Extracted data entries:
##############################
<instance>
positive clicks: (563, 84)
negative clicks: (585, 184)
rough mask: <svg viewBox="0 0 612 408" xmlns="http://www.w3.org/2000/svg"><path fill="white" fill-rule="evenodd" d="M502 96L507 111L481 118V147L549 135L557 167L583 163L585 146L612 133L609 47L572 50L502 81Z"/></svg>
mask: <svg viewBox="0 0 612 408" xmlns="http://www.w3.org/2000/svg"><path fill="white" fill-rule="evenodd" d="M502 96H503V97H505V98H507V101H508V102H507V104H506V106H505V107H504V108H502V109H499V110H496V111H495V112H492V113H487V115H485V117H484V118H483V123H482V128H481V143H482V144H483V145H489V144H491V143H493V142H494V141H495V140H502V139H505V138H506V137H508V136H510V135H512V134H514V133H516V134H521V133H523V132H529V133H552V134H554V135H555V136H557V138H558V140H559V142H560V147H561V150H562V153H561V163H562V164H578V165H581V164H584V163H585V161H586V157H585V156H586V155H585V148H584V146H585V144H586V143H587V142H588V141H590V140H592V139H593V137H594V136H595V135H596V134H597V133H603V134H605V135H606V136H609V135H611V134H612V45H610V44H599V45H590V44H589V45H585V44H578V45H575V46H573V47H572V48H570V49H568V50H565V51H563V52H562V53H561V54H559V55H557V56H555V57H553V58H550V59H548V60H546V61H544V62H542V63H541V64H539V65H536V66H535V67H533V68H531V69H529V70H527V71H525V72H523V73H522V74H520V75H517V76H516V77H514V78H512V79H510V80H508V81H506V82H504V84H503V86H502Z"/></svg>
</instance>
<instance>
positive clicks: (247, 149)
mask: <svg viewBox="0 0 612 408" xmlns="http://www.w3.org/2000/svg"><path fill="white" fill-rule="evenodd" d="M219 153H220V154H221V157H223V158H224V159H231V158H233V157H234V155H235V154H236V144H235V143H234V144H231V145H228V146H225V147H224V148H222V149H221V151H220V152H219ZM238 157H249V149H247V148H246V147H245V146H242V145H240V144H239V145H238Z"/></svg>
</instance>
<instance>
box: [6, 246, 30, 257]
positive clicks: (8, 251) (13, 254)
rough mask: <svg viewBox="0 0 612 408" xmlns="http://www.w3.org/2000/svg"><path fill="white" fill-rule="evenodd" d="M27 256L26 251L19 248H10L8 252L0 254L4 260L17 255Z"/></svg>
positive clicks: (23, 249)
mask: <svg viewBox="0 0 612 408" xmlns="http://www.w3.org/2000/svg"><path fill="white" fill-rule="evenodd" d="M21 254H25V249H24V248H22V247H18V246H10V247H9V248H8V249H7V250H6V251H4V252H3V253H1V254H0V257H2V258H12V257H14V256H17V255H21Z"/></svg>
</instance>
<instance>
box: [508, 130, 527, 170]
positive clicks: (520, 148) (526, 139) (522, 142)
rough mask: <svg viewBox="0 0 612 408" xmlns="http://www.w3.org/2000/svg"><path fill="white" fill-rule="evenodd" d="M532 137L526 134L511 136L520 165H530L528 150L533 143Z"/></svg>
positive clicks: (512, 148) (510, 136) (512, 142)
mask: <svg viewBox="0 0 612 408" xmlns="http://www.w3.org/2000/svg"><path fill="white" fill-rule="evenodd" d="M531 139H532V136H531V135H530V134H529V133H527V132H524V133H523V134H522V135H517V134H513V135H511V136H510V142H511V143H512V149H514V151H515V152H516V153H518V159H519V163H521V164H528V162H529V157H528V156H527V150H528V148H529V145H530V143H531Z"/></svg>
##############################
_DESCRIPTION OF THE TASK_.
Replace every "positive clicks" with "foreground clicks" in all of the items above, leaving everything else unchanged.

_FINISHED TASK_.
<instance>
foreground clicks: (563, 84)
negative clicks: (585, 184)
rough mask: <svg viewBox="0 0 612 408" xmlns="http://www.w3.org/2000/svg"><path fill="white" fill-rule="evenodd" d="M502 96L507 111L481 118V147L549 135L557 167L583 163L585 146L612 133L609 47L572 50L502 81Z"/></svg>
mask: <svg viewBox="0 0 612 408" xmlns="http://www.w3.org/2000/svg"><path fill="white" fill-rule="evenodd" d="M502 96H503V97H505V98H507V101H508V102H507V104H506V106H505V107H504V108H502V109H499V110H496V111H495V112H492V113H487V115H485V117H484V118H483V123H482V128H481V143H482V144H483V145H489V144H491V143H493V142H494V141H495V140H502V139H505V138H506V137H508V136H510V135H512V134H514V133H516V134H521V133H523V132H529V133H552V134H554V135H555V136H557V138H558V140H559V142H560V147H561V150H562V153H561V163H562V164H578V165H581V164H584V163H585V161H586V157H585V156H586V155H585V148H584V146H585V144H586V143H587V142H588V141H590V140H592V139H593V137H594V136H595V135H596V134H597V133H603V134H605V135H606V136H609V135H611V134H612V45H610V44H599V45H590V44H589V45H585V44H578V45H575V46H573V47H572V48H570V49H568V50H565V51H563V52H562V53H561V54H559V55H557V56H555V57H553V58H550V59H548V60H546V61H544V62H542V63H541V64H539V65H536V66H535V67H533V68H531V69H529V70H527V71H525V72H523V73H522V74H520V75H517V76H516V77H514V78H512V79H510V80H508V81H506V82H504V84H503V86H502Z"/></svg>
</instance>
<instance>
foreground clicks: (247, 149)
mask: <svg viewBox="0 0 612 408" xmlns="http://www.w3.org/2000/svg"><path fill="white" fill-rule="evenodd" d="M219 153H220V154H221V157H223V158H224V159H231V158H233V157H234V155H235V154H236V144H235V143H234V144H231V145H228V146H225V147H224V148H222V149H221V151H220V152H219ZM238 157H249V149H247V148H246V147H245V146H242V145H240V144H239V145H238Z"/></svg>
</instance>
<instance>
box: [6, 246, 30, 257]
foreground clicks: (8, 251) (13, 254)
rough mask: <svg viewBox="0 0 612 408" xmlns="http://www.w3.org/2000/svg"><path fill="white" fill-rule="evenodd" d="M27 256L26 251L19 248H10L8 252L0 254L4 260L17 255Z"/></svg>
foreground clicks: (23, 249)
mask: <svg viewBox="0 0 612 408" xmlns="http://www.w3.org/2000/svg"><path fill="white" fill-rule="evenodd" d="M21 254H25V249H24V248H22V247H18V246H10V247H9V248H8V249H7V250H6V251H4V252H3V253H1V254H0V257H2V258H12V257H14V256H17V255H21Z"/></svg>
</instance>
<instance>
box: [508, 130, 527, 170]
foreground clicks: (520, 148) (526, 139) (522, 142)
rough mask: <svg viewBox="0 0 612 408" xmlns="http://www.w3.org/2000/svg"><path fill="white" fill-rule="evenodd" d="M532 137L526 134L511 136L520 165H530L528 150L533 143Z"/></svg>
foreground clicks: (512, 148) (510, 136) (512, 142)
mask: <svg viewBox="0 0 612 408" xmlns="http://www.w3.org/2000/svg"><path fill="white" fill-rule="evenodd" d="M531 139H532V136H531V135H530V134H529V133H527V132H524V133H523V134H522V135H517V134H513V135H511V136H510V142H511V143H512V149H514V151H515V152H516V153H518V159H519V163H521V164H528V162H529V157H528V156H527V150H528V148H529V145H530V143H531Z"/></svg>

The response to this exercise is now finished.